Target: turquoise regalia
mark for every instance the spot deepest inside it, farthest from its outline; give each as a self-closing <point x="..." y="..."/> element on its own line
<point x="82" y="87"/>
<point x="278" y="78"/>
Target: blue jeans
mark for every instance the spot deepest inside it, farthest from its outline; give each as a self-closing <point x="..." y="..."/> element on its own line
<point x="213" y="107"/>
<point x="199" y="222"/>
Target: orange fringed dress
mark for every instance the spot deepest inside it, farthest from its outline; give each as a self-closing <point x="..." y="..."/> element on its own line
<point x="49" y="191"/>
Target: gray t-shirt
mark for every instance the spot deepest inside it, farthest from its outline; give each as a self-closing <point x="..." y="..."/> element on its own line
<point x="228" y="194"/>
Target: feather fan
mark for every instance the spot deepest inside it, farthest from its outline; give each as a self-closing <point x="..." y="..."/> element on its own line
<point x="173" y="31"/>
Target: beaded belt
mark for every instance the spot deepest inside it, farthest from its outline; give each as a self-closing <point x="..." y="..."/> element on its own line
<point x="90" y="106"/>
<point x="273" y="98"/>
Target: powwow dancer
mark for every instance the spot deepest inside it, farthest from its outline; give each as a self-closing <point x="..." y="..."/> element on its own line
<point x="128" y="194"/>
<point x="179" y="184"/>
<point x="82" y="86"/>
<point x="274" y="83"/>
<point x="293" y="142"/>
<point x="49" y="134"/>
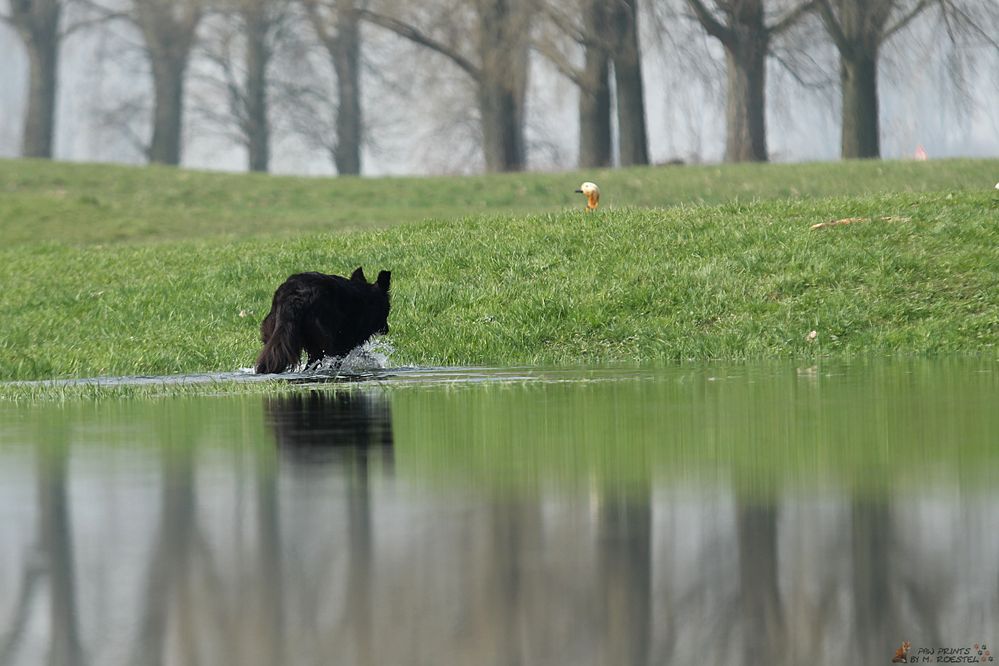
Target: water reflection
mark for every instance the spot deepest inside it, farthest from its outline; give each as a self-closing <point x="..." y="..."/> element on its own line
<point x="323" y="426"/>
<point x="497" y="526"/>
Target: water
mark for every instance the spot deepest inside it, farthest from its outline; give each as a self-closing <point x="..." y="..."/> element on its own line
<point x="744" y="514"/>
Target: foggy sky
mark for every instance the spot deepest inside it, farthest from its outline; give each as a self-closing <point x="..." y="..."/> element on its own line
<point x="419" y="109"/>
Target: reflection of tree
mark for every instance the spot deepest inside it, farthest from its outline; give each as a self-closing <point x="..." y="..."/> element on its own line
<point x="759" y="596"/>
<point x="170" y="557"/>
<point x="55" y="560"/>
<point x="625" y="560"/>
<point x="874" y="608"/>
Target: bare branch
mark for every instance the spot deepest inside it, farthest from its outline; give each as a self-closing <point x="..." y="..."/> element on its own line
<point x="561" y="63"/>
<point x="711" y="25"/>
<point x="906" y="19"/>
<point x="409" y="32"/>
<point x="792" y="17"/>
<point x="833" y="26"/>
<point x="88" y="23"/>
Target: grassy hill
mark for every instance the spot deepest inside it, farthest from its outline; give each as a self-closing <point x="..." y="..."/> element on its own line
<point x="113" y="270"/>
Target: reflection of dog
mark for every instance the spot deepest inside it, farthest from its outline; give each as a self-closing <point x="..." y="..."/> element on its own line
<point x="325" y="426"/>
<point x="326" y="315"/>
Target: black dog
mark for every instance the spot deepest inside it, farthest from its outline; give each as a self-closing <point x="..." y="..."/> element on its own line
<point x="326" y="315"/>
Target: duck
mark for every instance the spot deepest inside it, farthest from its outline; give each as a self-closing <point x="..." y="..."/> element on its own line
<point x="592" y="193"/>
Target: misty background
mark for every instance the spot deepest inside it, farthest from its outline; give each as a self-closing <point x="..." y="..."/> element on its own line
<point x="938" y="87"/>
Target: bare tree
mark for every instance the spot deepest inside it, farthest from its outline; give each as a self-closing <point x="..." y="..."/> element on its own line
<point x="497" y="65"/>
<point x="582" y="22"/>
<point x="743" y="30"/>
<point x="248" y="32"/>
<point x="626" y="54"/>
<point x="168" y="29"/>
<point x="859" y="28"/>
<point x="337" y="25"/>
<point x="37" y="24"/>
<point x="607" y="32"/>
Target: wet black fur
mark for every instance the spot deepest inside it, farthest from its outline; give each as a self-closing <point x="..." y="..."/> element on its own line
<point x="325" y="315"/>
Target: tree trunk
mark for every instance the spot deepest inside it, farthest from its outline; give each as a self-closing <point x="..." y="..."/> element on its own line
<point x="168" y="90"/>
<point x="859" y="82"/>
<point x="503" y="44"/>
<point x="347" y="62"/>
<point x="594" y="96"/>
<point x="628" y="77"/>
<point x="39" y="123"/>
<point x="745" y="101"/>
<point x="257" y="129"/>
<point x="37" y="24"/>
<point x="502" y="127"/>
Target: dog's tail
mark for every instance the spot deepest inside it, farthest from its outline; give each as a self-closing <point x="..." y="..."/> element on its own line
<point x="282" y="334"/>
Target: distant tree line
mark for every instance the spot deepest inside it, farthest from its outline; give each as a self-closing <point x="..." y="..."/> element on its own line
<point x="593" y="43"/>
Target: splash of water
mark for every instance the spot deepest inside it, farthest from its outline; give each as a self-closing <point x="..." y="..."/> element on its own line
<point x="372" y="355"/>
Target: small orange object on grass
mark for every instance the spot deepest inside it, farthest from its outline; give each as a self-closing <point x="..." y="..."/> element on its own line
<point x="592" y="193"/>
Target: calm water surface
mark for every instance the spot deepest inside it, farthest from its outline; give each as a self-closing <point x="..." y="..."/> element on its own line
<point x="746" y="514"/>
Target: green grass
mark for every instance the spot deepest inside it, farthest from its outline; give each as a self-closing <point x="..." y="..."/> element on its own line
<point x="741" y="280"/>
<point x="101" y="204"/>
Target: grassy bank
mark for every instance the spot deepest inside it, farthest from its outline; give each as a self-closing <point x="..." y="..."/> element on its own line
<point x="81" y="204"/>
<point x="733" y="281"/>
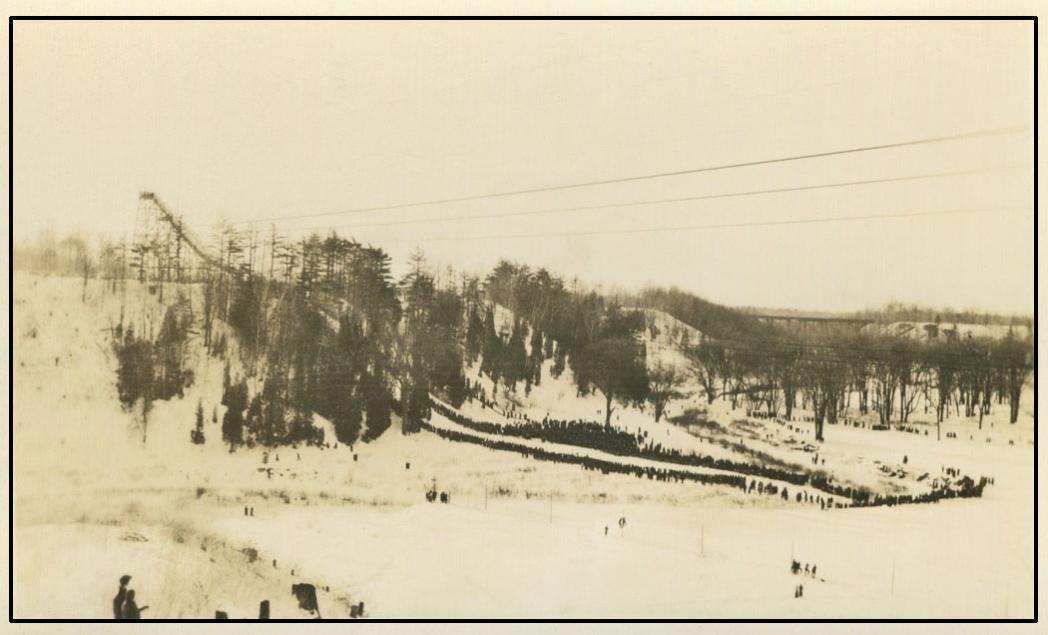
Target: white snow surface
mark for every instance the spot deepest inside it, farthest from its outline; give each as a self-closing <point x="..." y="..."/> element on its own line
<point x="520" y="538"/>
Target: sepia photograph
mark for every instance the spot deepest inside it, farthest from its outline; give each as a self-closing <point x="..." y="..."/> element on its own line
<point x="507" y="319"/>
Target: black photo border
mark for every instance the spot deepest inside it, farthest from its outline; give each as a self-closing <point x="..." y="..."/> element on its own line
<point x="11" y="205"/>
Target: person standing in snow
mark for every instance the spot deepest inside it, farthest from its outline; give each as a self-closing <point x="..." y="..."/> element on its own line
<point x="121" y="596"/>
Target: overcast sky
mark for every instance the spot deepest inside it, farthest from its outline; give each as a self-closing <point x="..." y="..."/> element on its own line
<point x="261" y="119"/>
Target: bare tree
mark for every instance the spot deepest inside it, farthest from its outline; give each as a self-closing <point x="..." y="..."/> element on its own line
<point x="664" y="381"/>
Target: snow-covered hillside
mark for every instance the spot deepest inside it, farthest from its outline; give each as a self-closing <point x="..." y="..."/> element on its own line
<point x="518" y="538"/>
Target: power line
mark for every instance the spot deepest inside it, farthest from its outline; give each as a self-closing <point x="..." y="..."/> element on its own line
<point x="799" y="221"/>
<point x="666" y="200"/>
<point x="767" y="161"/>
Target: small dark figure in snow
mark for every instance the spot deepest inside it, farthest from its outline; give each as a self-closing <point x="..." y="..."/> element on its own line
<point x="131" y="610"/>
<point x="122" y="594"/>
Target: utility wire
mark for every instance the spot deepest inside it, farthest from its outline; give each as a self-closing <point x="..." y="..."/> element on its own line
<point x="627" y="179"/>
<point x="891" y="179"/>
<point x="798" y="221"/>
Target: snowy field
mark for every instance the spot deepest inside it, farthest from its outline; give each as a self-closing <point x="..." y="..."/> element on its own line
<point x="519" y="538"/>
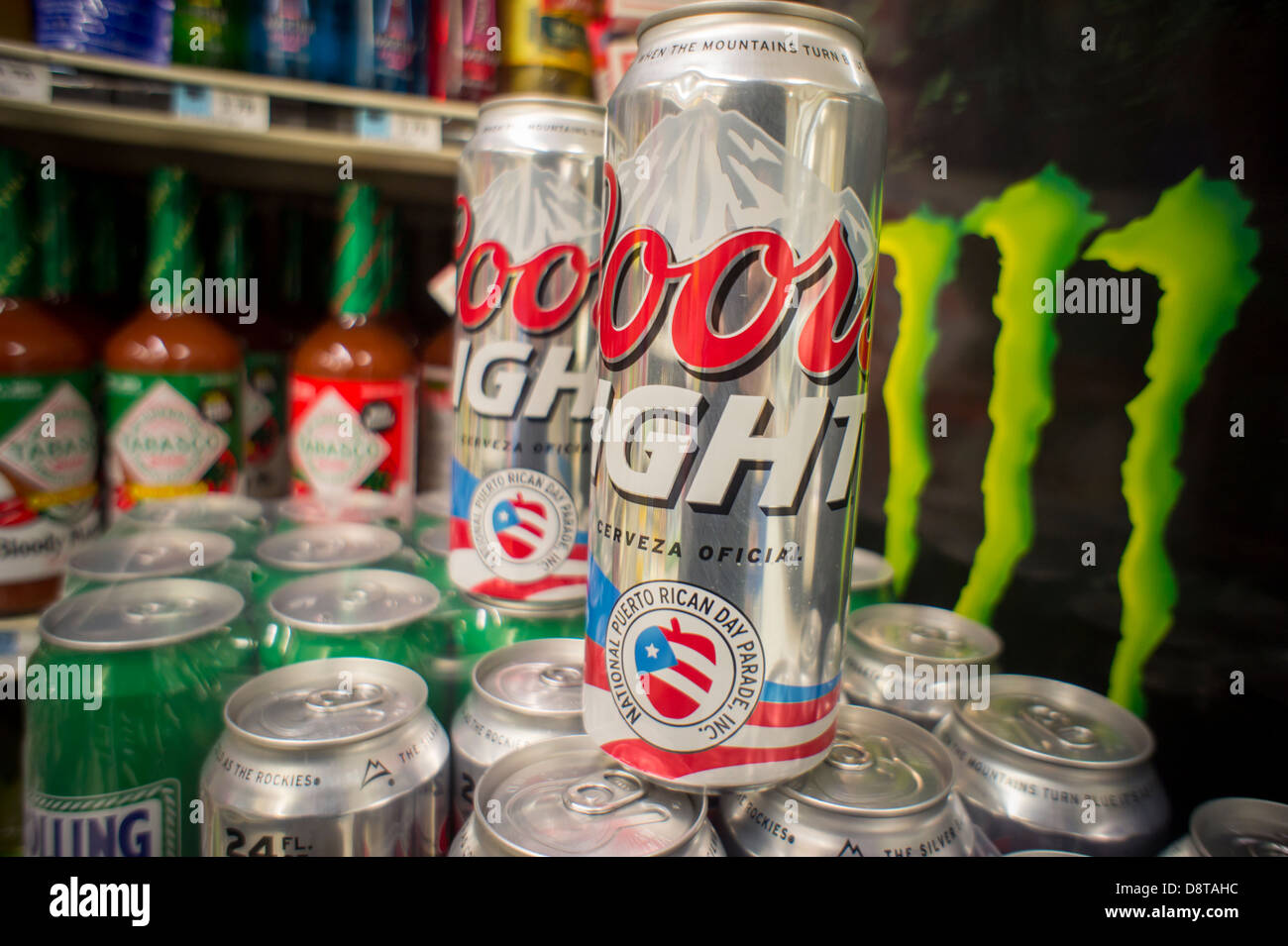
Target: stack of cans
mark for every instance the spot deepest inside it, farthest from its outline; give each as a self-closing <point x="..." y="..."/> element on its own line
<point x="638" y="605"/>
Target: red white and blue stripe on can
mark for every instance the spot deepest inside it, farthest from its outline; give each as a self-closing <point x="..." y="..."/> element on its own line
<point x="791" y="722"/>
<point x="518" y="525"/>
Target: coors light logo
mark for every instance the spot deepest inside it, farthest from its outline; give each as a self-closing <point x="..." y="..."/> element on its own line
<point x="734" y="249"/>
<point x="545" y="265"/>
<point x="523" y="385"/>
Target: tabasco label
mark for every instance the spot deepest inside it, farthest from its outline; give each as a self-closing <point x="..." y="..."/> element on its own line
<point x="172" y="435"/>
<point x="48" y="472"/>
<point x="355" y="437"/>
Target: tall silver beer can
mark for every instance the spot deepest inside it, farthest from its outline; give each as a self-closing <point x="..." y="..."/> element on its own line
<point x="1050" y="765"/>
<point x="884" y="790"/>
<point x="527" y="257"/>
<point x="523" y="693"/>
<point x="1234" y="828"/>
<point x="327" y="758"/>
<point x="743" y="166"/>
<point x="566" y="798"/>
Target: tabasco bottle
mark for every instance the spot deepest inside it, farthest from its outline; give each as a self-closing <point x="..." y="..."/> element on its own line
<point x="174" y="376"/>
<point x="48" y="431"/>
<point x="266" y="347"/>
<point x="353" y="383"/>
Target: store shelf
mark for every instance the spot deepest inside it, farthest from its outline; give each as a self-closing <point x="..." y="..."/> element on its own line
<point x="228" y="113"/>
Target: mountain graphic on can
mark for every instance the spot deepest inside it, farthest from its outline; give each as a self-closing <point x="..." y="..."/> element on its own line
<point x="527" y="253"/>
<point x="743" y="170"/>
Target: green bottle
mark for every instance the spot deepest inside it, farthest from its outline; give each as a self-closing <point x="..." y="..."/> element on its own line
<point x="211" y="33"/>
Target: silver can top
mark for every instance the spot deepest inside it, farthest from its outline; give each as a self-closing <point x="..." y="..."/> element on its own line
<point x="1057" y="722"/>
<point x="524" y="609"/>
<point x="870" y="571"/>
<point x="323" y="703"/>
<point x="138" y="615"/>
<point x="359" y="507"/>
<point x="539" y="679"/>
<point x="541" y="102"/>
<point x="763" y="8"/>
<point x="355" y="600"/>
<point x="567" y="798"/>
<point x="434" y="541"/>
<point x="880" y="766"/>
<point x="1043" y="854"/>
<point x="932" y="635"/>
<point x="1240" y="828"/>
<point x="218" y="511"/>
<point x="154" y="554"/>
<point x="334" y="546"/>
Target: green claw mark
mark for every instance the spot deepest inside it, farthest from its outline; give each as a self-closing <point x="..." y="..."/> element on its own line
<point x="1038" y="227"/>
<point x="925" y="249"/>
<point x="1197" y="245"/>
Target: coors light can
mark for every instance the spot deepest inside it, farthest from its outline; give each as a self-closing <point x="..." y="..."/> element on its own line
<point x="523" y="381"/>
<point x="743" y="164"/>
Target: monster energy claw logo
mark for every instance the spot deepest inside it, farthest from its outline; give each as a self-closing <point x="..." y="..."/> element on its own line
<point x="1197" y="245"/>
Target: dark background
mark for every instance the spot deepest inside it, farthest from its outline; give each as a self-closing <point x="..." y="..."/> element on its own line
<point x="1001" y="88"/>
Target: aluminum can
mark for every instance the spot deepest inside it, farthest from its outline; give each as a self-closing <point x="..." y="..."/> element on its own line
<point x="522" y="693"/>
<point x="240" y="517"/>
<point x="310" y="549"/>
<point x="163" y="553"/>
<point x="375" y="613"/>
<point x="566" y="798"/>
<point x="465" y="630"/>
<point x="915" y="661"/>
<point x="871" y="579"/>
<point x="1234" y="828"/>
<point x="366" y="507"/>
<point x="1043" y="854"/>
<point x="1048" y="765"/>
<point x="743" y="164"/>
<point x="115" y="779"/>
<point x="433" y="536"/>
<point x="885" y="789"/>
<point x="527" y="255"/>
<point x="327" y="758"/>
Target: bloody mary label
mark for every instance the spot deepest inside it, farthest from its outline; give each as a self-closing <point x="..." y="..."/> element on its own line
<point x="172" y="435"/>
<point x="355" y="437"/>
<point x="48" y="472"/>
<point x="265" y="412"/>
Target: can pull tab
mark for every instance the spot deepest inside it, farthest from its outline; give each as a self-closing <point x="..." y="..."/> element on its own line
<point x="151" y="611"/>
<point x="1269" y="847"/>
<point x="850" y="755"/>
<point x="614" y="789"/>
<point x="928" y="633"/>
<point x="339" y="700"/>
<point x="1048" y="721"/>
<point x="562" y="676"/>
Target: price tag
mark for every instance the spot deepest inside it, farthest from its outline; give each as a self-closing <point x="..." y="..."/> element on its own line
<point x="420" y="132"/>
<point x="25" y="81"/>
<point x="246" y="111"/>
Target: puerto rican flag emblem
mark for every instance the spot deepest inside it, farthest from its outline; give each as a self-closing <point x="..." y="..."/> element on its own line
<point x="515" y="536"/>
<point x="677" y="668"/>
<point x="520" y="525"/>
<point x="679" y="686"/>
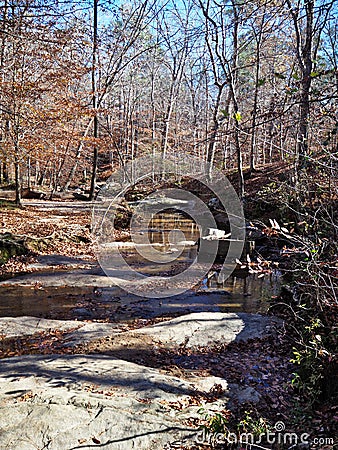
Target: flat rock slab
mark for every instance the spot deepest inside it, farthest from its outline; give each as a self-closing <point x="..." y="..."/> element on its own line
<point x="78" y="402"/>
<point x="79" y="332"/>
<point x="205" y="328"/>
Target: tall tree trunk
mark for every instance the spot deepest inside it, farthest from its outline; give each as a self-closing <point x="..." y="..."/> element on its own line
<point x="17" y="182"/>
<point x="94" y="104"/>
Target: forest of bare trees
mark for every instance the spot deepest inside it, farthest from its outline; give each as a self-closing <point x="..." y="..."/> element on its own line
<point x="87" y="86"/>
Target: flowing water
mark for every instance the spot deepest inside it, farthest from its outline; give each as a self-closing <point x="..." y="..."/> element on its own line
<point x="240" y="292"/>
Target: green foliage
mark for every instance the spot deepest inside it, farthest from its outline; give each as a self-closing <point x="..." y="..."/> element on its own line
<point x="215" y="423"/>
<point x="256" y="426"/>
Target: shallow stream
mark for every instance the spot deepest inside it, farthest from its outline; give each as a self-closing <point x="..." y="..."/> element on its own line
____________________
Task goal: Out of the material above, output word for word the line with "Target: wet black fur", the line with "Target: dog's tail", and all lines between them, with nothing else.

Solution to the problem:
Target: wet black fur
mark for every instance the spot deepest inside it, farthest from its outline; give each as a self-closing <point x="..." y="..."/> element on its own line
<point x="325" y="315"/>
Target: tree trunk
mark for every instance the spot deepest inside it, farthest from its outline; give each as a self-closing <point x="..." y="..."/> element on its own line
<point x="168" y="90"/>
<point x="859" y="82"/>
<point x="503" y="44"/>
<point x="347" y="62"/>
<point x="594" y="96"/>
<point x="628" y="77"/>
<point x="39" y="123"/>
<point x="745" y="101"/>
<point x="257" y="129"/>
<point x="37" y="24"/>
<point x="502" y="127"/>
Target: dog's tail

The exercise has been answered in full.